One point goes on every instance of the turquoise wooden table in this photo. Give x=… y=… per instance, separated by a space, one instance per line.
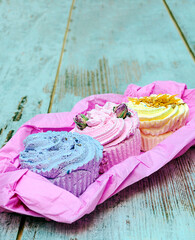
x=54 y=53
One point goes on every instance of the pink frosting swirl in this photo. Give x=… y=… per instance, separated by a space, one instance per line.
x=104 y=126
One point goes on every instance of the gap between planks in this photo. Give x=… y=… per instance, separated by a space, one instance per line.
x=61 y=56
x=179 y=30
x=23 y=219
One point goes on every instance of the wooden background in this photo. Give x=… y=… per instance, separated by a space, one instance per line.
x=54 y=53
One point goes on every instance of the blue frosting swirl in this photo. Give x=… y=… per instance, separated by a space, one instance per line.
x=51 y=153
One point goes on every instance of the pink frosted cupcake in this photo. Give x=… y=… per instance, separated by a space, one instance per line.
x=116 y=128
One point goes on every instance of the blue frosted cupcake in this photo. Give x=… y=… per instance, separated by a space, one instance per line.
x=69 y=160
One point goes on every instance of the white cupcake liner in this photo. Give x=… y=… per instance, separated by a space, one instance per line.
x=116 y=154
x=149 y=141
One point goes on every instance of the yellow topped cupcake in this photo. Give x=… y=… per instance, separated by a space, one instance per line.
x=160 y=115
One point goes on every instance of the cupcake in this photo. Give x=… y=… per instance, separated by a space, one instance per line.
x=160 y=115
x=116 y=128
x=69 y=160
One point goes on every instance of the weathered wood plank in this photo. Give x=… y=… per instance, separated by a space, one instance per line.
x=31 y=36
x=154 y=208
x=183 y=12
x=112 y=44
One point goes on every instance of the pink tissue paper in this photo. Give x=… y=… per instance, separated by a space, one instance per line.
x=25 y=192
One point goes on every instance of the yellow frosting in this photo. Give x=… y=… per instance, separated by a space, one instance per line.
x=159 y=114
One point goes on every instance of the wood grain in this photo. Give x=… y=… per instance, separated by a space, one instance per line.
x=31 y=35
x=157 y=207
x=183 y=14
x=110 y=45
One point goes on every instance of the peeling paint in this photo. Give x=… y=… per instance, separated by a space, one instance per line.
x=17 y=116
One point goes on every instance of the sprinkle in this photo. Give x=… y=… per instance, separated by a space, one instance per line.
x=160 y=100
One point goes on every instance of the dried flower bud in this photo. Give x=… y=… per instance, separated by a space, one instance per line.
x=121 y=111
x=80 y=121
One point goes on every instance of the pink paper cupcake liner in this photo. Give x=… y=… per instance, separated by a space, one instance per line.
x=116 y=154
x=78 y=180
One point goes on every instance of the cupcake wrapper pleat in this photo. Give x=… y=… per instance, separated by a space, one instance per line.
x=116 y=154
x=78 y=180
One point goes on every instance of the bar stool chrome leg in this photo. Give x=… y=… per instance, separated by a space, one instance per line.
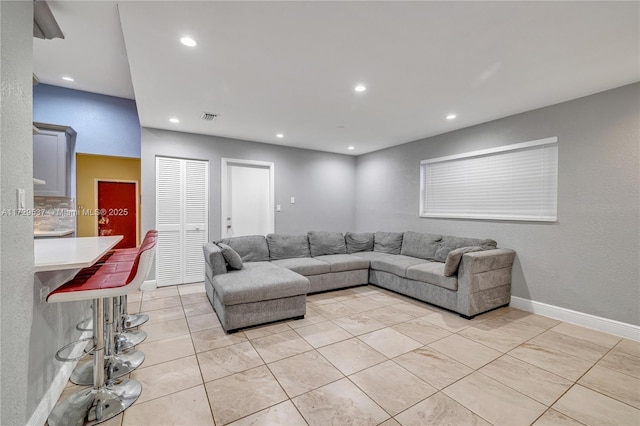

━━━━━━━━━━━━━━━━━━━━━━━━━━━━━━

INSTRUCTION
Turn the lines of the listing into a numbered list, starting from the very top and going through the line with "x=104 y=126". Skip blank lines, leave out the pictures, and include nothing past that line.

EXERCISE OUTPUT
1. One point goes on every instance of the turquoise wooden table in this photo. Give x=… y=… per instance, separated by a space, one instance per line.
2. x=54 y=53
3. One point goes on every instance of the pink frosting swirl in this photo. Give x=… y=… per instance, separated by a space, one instance per line.
4. x=104 y=126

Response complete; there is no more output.